=== COMPITO DA SVOLGERE ===
Per favore, prosegui l'estratto sul caso di Cogne a partire dall'ultima frase riportata.

=== ESTRATTO SELEZIONATO ===
-=-=-=-=-

Quindi, visto quanto capitato, forse ha ragione il detective Gelsomino (che su alcuni cogneins ha indagato). Lui l'ha detto a chiare lettere al "Cogne bis", pur se quasi irriso... c'erano molte probabilità che il ragazzo non si trovasse da suo padre quella notte, dato che questi dopo mezzanotte lo cercò al cellulare, ma fosse nei pressi della casa in costruzione situata accanto a quella del fratello, dove si trovava il garage cantina con tutti gli attrezzi, a trenta metri dalla villetta della famiglia Lorenzi-Franzoni. Il padre al Cogne bis ha asserito di non ricordare di aver chiamato, però la telefonata c'è stata perché è registrata sui tabulati (nei verbali stilati nel 2002 non risultano domande in tal senso... chiaro che nessuno durante le indagini ne ha chiesto conto), ed in ogni caso, l'avesse fatta, ha detto, di sicuro aveva l'intento di sapere dove il figlio sarebbe andato a dormire. Capperi! Questo può avere solamente due significati. Primo: che solitamente il padre chiamava il figlio, per avere informazioni sulle sue scelte notturne, sempre dopo la mezzanotte. Possibile che i tabulati confermino una simile sequenza di chiamate padre-figlio, antecedente e posteriormente il delitto? Voi credete davvero che un qualche Pm abbia trovato conferme controllando i tabulati dei giorni precedenti l'assassinio? Secondo: che la telefonata del fratello, fatta al fisso della casa dei genitori, non aveva motivo di esistere e di suffragare un alibi. Infatti è fuori luogo e contrasta completamente con le affermazioni di Ulisse Guichardaz, che ha dichiarato di non dormire sempre in quella casa, e con quelle del padre, che ogni notte lo chiamava per sapere dove fosse andato a dormire. Più credibile sarebbe stata una telefonata al cellulare del fratello, quella sì avrebbe avuto motivo di esistere...

-=-=-=-=-

=== DATI ARCHIVIATI ===
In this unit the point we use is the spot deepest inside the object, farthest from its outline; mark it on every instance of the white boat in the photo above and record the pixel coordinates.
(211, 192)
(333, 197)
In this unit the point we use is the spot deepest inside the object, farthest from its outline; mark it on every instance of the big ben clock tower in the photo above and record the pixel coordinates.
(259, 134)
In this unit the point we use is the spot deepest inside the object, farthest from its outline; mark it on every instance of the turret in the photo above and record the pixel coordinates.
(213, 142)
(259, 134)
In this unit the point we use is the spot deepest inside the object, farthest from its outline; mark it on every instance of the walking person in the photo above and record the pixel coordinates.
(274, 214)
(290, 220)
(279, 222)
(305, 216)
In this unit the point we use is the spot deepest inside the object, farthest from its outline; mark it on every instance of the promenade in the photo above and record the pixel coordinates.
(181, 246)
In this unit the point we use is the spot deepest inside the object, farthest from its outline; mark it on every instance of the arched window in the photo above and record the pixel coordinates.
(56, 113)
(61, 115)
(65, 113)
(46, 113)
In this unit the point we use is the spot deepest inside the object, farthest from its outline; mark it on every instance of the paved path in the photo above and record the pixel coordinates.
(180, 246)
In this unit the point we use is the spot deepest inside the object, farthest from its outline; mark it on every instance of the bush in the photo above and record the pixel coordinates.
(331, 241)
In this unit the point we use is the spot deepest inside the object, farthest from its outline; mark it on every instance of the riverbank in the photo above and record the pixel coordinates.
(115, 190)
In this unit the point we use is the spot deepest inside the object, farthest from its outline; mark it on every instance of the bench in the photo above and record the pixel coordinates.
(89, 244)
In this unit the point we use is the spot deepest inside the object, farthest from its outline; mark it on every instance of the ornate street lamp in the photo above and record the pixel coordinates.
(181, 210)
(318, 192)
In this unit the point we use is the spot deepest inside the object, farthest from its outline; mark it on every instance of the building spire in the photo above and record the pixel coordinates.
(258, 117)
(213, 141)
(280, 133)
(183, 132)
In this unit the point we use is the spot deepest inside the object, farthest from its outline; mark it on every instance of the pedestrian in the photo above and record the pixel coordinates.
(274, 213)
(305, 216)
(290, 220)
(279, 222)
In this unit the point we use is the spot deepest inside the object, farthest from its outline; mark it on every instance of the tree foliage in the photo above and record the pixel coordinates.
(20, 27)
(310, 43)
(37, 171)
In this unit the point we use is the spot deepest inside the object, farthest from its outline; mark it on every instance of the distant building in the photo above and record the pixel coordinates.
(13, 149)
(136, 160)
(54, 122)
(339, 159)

-=-=-=-=-

=== RISPOSTA ATTESA ===
Ora non vorrei si pensasse ad una mia antipatia verso i vicini della Franzoni. Come non conosco la madre di Samuele non conosco neppure i Guichardaz, quindi non è così. Io mi pongo solo domande, quelle che non si è posto chi ha indagato per poter capire quanto fosse credibile un alibi composto in famiglia. Perché è chiaro che gli alibi forniti, non solo quello di Ulisse, tutti aggiustati al secondo, terzo e passa verbale con dichiarazioni sempre diverse, sono a carattere familiare. E non c'è solo questo, ci sono tante altre cose che stonano. Un esempio viene da un'affermazione finalmente fatta anche in un tribunale di fronte ad un giudice, quello del Cogne bis che come gli altri giudici, come tradizione vuole quando si parla del caso Cogne, non si è posto e non ha posto domande credendo a scatola chiusa che la sera del 29 gennaio, quella prima dell'omicidio, il Guichardaz si fosse recato, come ogni settimana, alla discoteca "Divina" di Aosta (quindi non poteva trovarsi a zonzo per Cogne come asseriva il detective privato Gelsomino). Ma il 29 gennaio era un martedì, e la discoteca in questione, da che mi hanno detto e si sa in Valle, non ha mai aperto di martedì (a seconda della stagione, dieci anni fa ed anche dopo, apriva il mercoledì e il sabato o il sabato e la domenica). La procura della Bonaudo nel 2002 ha mandato un qualche carabiniere al locale, prima chiudesse definitivamente, per verificare se risultasse vero che quel martedì sera fosse aperto?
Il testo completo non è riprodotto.